Task to carry out |
The data below is to be returned in full and exactly.

Records from a data source
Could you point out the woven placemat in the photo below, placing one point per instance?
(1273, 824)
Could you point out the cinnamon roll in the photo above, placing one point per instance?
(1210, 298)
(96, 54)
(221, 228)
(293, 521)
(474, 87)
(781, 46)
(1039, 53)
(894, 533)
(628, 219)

Result of the task |
Could you point out the woven placemat in the photo below, placing one point per instance?
(1273, 824)
Could you point out the cinnamon roll in the photo above, placing one point per instance?
(1210, 298)
(96, 54)
(221, 228)
(293, 521)
(474, 87)
(781, 46)
(1039, 53)
(894, 533)
(628, 219)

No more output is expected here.